Directives.
• 1. Name every option in the table of PROC SURVEYPHREG statement options in the SURVEYPHREG documentation whose name ends with an equals sign.
• 2. According to the SURVEYPHREG documentation, under what condition would the risk set information in Figure 3 appear in the Getting Started example, and what does that output contain?
• 3. Carry on the SURVEYPHREG documentation from its last sentence.
** Start Passage **
The SURVEYPHREG Procedure

PROC SURVEYPHREG Statement

PROC SURVEYPHREG <options>;

The PROC SURVEYPHREG statement invokes the SURVEYPHREG procedure. It also identifies the data set to be analyzed. Table 1 summarizes the options available in the PROC SURVEYPHREG statement.

Table 1: PROC SURVEYPHREG Statement Options

Option	Description
ATRISK	Displays a table that contains the sum of weights for the number of units and the sum of weights for the corresponding number of events in the risk sets
DATA=	Names the input SAS data set
MISSING	Treats missing values as a valid category
NAMELEN=	Specifies the length of effect names
NOMCAR	Uses missing observations specified as not missing completely at random
NOPRINT	Suppresses all displayed output
ORDER=	Specifies the sort order of CLASS variables
RATE=	Specifies the sampling rate
TOTAL=	Specifies the total number of primary sampling units
VARMETHOD=	Specifies the variance estimation method

You can specify the following options in the PROC SURVEYPHREG statement:

ATRISK

displays a table that contains the sum of weights for the number of units at risk at each distinct event time and the sum of weights for the corresponding number of events in the risk sets. For example, the risk set information in Figure 3 is displayed if the ATRISK option is specified in the example in the section Getting Started: SURVEYPHREG Procedure.
** End Passage **
** Start Records supplied **
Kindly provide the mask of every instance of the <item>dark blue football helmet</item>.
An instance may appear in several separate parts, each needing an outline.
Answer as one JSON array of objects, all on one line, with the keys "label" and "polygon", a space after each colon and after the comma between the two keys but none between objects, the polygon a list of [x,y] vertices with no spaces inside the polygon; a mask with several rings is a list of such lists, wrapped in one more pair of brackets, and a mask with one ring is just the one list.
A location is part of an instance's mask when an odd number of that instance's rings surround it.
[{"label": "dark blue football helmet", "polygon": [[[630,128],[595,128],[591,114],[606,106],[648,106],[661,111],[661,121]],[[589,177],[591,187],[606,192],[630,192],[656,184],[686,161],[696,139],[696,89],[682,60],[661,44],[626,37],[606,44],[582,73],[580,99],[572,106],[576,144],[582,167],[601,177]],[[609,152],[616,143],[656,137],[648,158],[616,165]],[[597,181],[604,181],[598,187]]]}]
** End Records supplied **
Written responses.
• 1. DATA=, NAMELEN=, ORDER=, RATE=, TOTAL=, VARMETHOD=

• 2. The risk set information in Figure 3 appears if the ATRISK option is specified in the Getting Started example. ATRISK displays a table with the sum of weights for the number of units at risk at each distinct event time and the sum of weights for the corresponding number of events in the risk sets.

• 3.
Figure 3: Risk Set Information

The SURVEYPHREG Procedure

Risk Set Sum of Weights
lenBorrow	At Risk	Event
1	11616.79	5440.11
2	6176.68	1177.71
3	4998.97	926.55
4	4072.42	1411.07
5	2661.35	461.89
6	2199.46	565.01
7	1634.45	236.58
8	1397.87	230.3

DATA=SAS-data-set

names the SAS data set that contains the data to be analyzed. If you omit the DATA= option, the procedure uses the most recently created SAS data set.

MISSING

treats missing values as a valid (nonmissing) category for all categorical variables, which include CLASS, STRATA, CLUSTER, and DOMAIN variables. By default, if you do not specify the MISSING option, an observation is excluded from the analysis if it has a missing value for any of these categorical variables. For more information, see the section Missing Values.

NAMELEN=n

specifies the length of effect names in tables and output data sets to be n characters, where n is a value between 20 and 200, inclusive. By default, NAMELEN=20.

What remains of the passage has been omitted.